■ **The problem**: Present the listing below as a numbered list, leaving out the blank lines.

■ **Extracted information**:
::::
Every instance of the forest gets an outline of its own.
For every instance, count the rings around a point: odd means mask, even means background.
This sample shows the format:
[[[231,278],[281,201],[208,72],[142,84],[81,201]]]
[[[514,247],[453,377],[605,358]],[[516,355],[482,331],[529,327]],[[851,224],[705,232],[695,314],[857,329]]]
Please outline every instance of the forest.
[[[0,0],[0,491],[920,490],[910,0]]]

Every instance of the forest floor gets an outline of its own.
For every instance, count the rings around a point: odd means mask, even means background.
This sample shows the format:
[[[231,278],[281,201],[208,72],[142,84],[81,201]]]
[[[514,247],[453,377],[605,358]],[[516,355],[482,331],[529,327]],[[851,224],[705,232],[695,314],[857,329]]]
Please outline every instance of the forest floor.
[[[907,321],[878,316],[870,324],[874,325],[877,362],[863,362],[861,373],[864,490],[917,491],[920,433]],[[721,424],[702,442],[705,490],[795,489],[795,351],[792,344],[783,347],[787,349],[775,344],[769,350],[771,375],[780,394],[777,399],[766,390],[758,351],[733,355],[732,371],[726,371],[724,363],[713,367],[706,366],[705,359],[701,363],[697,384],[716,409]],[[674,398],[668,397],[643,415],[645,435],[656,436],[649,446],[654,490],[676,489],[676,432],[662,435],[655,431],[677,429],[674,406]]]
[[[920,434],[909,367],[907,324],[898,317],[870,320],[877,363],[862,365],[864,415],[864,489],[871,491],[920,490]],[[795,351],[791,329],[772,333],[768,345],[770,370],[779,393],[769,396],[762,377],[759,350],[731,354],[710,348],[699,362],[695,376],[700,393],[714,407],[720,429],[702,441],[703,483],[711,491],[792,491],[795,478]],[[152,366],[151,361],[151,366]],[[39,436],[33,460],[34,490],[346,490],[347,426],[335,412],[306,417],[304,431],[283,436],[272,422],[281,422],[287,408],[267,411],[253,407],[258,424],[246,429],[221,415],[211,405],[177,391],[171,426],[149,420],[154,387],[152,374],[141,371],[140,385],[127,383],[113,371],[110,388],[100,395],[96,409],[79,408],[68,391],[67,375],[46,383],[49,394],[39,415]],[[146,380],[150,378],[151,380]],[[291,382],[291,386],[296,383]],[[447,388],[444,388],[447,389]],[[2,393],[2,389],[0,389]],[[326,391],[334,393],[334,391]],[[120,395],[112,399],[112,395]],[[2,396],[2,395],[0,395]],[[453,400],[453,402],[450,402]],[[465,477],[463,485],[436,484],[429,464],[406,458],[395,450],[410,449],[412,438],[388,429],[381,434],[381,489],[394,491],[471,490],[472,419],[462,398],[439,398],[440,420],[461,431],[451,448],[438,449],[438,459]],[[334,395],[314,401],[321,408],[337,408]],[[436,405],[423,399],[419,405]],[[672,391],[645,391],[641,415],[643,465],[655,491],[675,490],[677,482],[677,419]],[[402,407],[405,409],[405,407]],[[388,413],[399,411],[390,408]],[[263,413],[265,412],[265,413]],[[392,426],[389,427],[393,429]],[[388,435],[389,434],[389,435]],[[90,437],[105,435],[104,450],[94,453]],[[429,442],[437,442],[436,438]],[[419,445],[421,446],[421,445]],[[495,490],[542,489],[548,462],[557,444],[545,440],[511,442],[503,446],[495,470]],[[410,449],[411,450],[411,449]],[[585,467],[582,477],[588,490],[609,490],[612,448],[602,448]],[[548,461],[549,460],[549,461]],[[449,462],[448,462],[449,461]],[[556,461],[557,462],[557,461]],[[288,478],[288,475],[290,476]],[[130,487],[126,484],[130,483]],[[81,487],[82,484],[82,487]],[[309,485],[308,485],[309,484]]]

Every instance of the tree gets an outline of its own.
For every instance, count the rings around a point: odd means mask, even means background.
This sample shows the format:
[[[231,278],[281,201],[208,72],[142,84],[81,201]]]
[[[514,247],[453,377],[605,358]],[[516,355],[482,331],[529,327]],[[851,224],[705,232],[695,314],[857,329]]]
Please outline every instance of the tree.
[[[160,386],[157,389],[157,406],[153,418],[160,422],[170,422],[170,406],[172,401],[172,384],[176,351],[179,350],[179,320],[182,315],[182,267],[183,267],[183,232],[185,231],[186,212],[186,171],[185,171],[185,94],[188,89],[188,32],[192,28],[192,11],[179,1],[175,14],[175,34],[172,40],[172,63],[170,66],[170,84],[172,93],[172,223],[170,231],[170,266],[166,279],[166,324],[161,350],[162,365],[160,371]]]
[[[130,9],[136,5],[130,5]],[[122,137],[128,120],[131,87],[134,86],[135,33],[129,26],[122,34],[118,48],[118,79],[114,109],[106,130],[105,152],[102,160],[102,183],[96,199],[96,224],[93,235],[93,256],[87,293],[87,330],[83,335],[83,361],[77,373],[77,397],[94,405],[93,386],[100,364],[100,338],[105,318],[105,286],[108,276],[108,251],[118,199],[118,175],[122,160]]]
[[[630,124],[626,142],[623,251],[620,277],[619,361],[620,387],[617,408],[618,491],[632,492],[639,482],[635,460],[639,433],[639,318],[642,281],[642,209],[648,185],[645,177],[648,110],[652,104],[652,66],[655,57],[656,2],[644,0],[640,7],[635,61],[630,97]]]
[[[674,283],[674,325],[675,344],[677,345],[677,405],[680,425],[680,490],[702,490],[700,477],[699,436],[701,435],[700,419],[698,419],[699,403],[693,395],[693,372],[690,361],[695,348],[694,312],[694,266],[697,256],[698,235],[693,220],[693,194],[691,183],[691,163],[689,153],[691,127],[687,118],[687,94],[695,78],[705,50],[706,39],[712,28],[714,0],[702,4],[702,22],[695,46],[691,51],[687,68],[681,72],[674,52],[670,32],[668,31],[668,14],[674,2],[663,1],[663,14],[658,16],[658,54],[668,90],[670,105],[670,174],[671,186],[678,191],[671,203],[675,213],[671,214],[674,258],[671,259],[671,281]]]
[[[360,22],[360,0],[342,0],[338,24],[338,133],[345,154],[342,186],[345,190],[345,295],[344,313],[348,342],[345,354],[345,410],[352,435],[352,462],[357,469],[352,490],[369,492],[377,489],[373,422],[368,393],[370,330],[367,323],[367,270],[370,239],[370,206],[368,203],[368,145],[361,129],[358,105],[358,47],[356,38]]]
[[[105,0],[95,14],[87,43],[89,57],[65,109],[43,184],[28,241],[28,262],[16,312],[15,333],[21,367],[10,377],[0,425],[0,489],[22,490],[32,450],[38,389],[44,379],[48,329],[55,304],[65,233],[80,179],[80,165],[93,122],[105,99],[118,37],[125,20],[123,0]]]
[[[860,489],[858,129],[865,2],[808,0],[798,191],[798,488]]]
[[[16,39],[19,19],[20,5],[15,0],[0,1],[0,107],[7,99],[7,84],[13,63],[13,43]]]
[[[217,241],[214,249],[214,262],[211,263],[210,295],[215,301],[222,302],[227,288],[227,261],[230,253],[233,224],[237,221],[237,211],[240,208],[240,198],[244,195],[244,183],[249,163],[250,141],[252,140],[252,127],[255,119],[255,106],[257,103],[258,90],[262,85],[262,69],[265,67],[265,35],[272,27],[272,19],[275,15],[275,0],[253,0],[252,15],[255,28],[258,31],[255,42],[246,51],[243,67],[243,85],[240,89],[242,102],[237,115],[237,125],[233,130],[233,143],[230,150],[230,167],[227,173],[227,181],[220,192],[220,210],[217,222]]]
::::
■ **Response to the task**:
1. Every instance of the forest gets an outline of its own.
2. For every instance, count the rings around a point: odd means mask, even means background.
3. This sample shows the format:
4. [[[231,278],[281,201],[208,72],[142,84],[81,201]]]
5. [[[514,247],[453,377],[605,358]],[[516,355],[482,331],[529,327]],[[851,224],[705,232],[695,314],[857,329]]]
6. Please outline every instance of the forest.
7. [[[0,0],[0,491],[920,490],[910,0]]]
8. Every instance of the forest floor gets an outline of its own.
9. For every instance, count the rings around a point: odd means mask, even means background.
10. This sample shows the format:
11. [[[231,278],[281,201],[208,72],[142,84],[81,201]]]
12. [[[514,247],[453,377],[605,358]],[[516,355],[482,331],[529,327]],[[851,224],[705,232],[695,314],[857,329]]]
13. Please outline every instance of the forest floor.
14. [[[907,321],[878,316],[870,324],[874,325],[877,362],[863,362],[861,373],[864,490],[917,491],[920,433]],[[721,424],[702,442],[705,490],[795,489],[795,351],[792,344],[783,347],[787,349],[775,344],[769,350],[771,375],[780,394],[777,399],[766,390],[758,351],[733,355],[732,371],[726,371],[724,363],[713,367],[706,366],[705,359],[701,363],[697,384],[716,409]],[[674,398],[668,397],[643,415],[645,435],[656,436],[649,446],[654,490],[676,489],[676,432],[662,435],[655,431],[677,429],[674,406]]]
15. [[[920,434],[909,367],[907,324],[898,317],[870,320],[877,363],[862,365],[864,415],[864,489],[871,491],[920,490]],[[795,351],[791,329],[772,333],[768,345],[770,370],[779,393],[769,396],[762,377],[759,350],[731,354],[710,348],[699,362],[695,376],[700,393],[714,407],[720,429],[702,441],[703,483],[711,491],[792,491],[795,478]],[[152,366],[151,361],[151,366]],[[39,436],[33,460],[34,490],[346,490],[347,426],[335,412],[306,417],[304,431],[283,436],[272,422],[281,422],[287,408],[267,411],[253,407],[258,424],[246,429],[221,415],[211,405],[177,391],[171,426],[149,420],[154,387],[152,374],[141,371],[140,385],[127,383],[113,371],[110,388],[100,395],[96,409],[79,408],[68,391],[67,375],[46,383],[49,394],[39,415]],[[146,380],[150,378],[151,380]],[[291,382],[291,386],[296,383]],[[447,388],[444,388],[447,389]],[[2,393],[2,389],[0,389]],[[326,391],[334,393],[334,391]],[[120,395],[112,399],[112,395]],[[2,396],[2,395],[0,395]],[[453,400],[453,402],[450,402]],[[465,477],[463,485],[436,484],[429,464],[406,458],[395,450],[410,449],[412,438],[388,429],[381,434],[381,489],[394,491],[471,490],[472,419],[462,398],[439,398],[440,420],[461,431],[451,448],[438,449],[438,459]],[[334,395],[314,401],[321,408],[337,408]],[[436,405],[423,399],[419,405]],[[672,391],[645,391],[641,415],[643,465],[655,491],[675,490],[677,482],[677,419]],[[402,407],[405,409],[405,407]],[[388,413],[399,411],[390,408]],[[263,413],[265,412],[265,413]],[[392,426],[389,427],[393,429]],[[388,435],[389,434],[389,435]],[[90,437],[105,435],[104,450],[94,453]],[[429,442],[437,442],[436,438]],[[419,445],[421,446],[421,445]],[[495,490],[542,489],[548,462],[557,444],[545,440],[511,442],[503,446],[495,470]],[[410,449],[411,450],[411,449]],[[585,467],[582,477],[588,490],[609,490],[612,448],[602,448]],[[548,461],[549,460],[549,461]],[[449,462],[448,462],[449,461]],[[556,461],[557,462],[557,461]],[[288,478],[288,475],[290,476]],[[130,487],[126,484],[130,483]],[[81,487],[82,484],[82,487]],[[309,485],[308,485],[309,484]]]
16. Every instance of the tree gets an outline of its own.
17. For every instance, count the rings around a point: odd means mask, even means background.
18. This sample shows the format:
19. [[[231,278],[281,201],[208,72],[142,84],[81,201]]]
20. [[[514,247],[453,377],[605,358]],[[516,355],[482,331],[529,327]],[[851,224],[705,232],[695,314],[857,329]]]
21. Please outline every instance of the tree.
22. [[[160,386],[157,389],[157,406],[153,418],[160,422],[170,422],[170,406],[172,401],[172,384],[176,351],[179,350],[179,320],[182,315],[182,267],[183,267],[183,232],[185,231],[186,212],[186,171],[185,171],[185,94],[188,89],[188,32],[192,28],[192,11],[179,1],[175,14],[175,34],[172,40],[172,63],[170,66],[170,84],[172,93],[172,223],[170,231],[170,266],[166,279],[166,324],[161,350],[162,365],[160,371]]]
23. [[[130,9],[136,5],[130,5]],[[122,137],[128,120],[131,87],[134,86],[135,33],[129,26],[122,34],[118,48],[118,79],[114,109],[106,130],[105,152],[102,160],[102,183],[96,199],[96,224],[93,235],[93,256],[87,293],[87,330],[83,335],[83,361],[77,373],[77,397],[94,405],[93,386],[100,364],[100,338],[105,318],[105,286],[108,276],[108,251],[118,199],[118,175],[122,160]]]
24. [[[630,124],[626,142],[623,251],[620,277],[619,361],[620,387],[617,408],[618,491],[632,492],[639,482],[635,460],[639,433],[639,318],[642,281],[642,209],[648,185],[645,177],[648,110],[652,104],[652,66],[655,57],[656,2],[644,0],[640,7],[635,61],[630,97]]]
25. [[[674,283],[674,325],[675,344],[677,345],[677,405],[680,425],[680,490],[702,490],[700,477],[699,436],[701,435],[700,419],[698,419],[699,403],[693,395],[693,372],[690,361],[695,348],[694,312],[694,266],[697,256],[698,235],[693,220],[693,194],[691,183],[691,163],[689,153],[691,127],[687,118],[687,94],[695,78],[705,50],[706,39],[712,28],[714,0],[702,4],[702,22],[695,46],[691,51],[687,68],[681,72],[674,52],[670,32],[668,31],[668,14],[674,2],[663,1],[663,14],[658,16],[658,54],[668,90],[670,105],[670,174],[671,186],[678,191],[671,203],[675,213],[671,214],[674,258],[671,259],[671,281]]]
26. [[[360,22],[360,0],[342,0],[338,24],[338,133],[345,154],[342,186],[345,190],[345,295],[344,313],[348,342],[345,354],[345,410],[352,435],[352,462],[357,469],[352,490],[369,492],[377,489],[373,422],[368,393],[370,330],[367,323],[367,270],[370,239],[370,206],[368,203],[368,145],[361,129],[358,105],[358,47],[356,38]]]
27. [[[105,0],[95,14],[87,43],[89,57],[65,109],[43,184],[28,241],[28,262],[16,312],[15,333],[21,367],[10,377],[0,425],[0,489],[22,490],[32,450],[38,389],[44,379],[48,329],[55,304],[65,233],[80,179],[80,165],[93,122],[105,99],[118,37],[125,20],[123,0]]]
28. [[[860,489],[858,129],[865,2],[808,0],[798,191],[798,488]]]
29. [[[16,39],[19,19],[20,5],[15,0],[0,1],[0,107],[7,99],[7,84],[13,63],[13,43]]]
30. [[[217,241],[214,249],[214,262],[211,263],[210,295],[215,301],[222,302],[227,288],[227,261],[230,253],[233,224],[237,221],[237,211],[240,208],[240,198],[244,195],[244,183],[249,163],[250,141],[252,140],[252,127],[255,119],[255,106],[257,103],[258,90],[262,85],[262,69],[265,67],[265,35],[272,27],[272,19],[275,15],[275,0],[253,0],[252,15],[255,28],[258,31],[255,42],[246,51],[243,67],[243,85],[240,89],[242,102],[237,115],[237,125],[233,130],[233,143],[230,150],[230,167],[227,173],[227,181],[220,192],[220,210],[217,222]]]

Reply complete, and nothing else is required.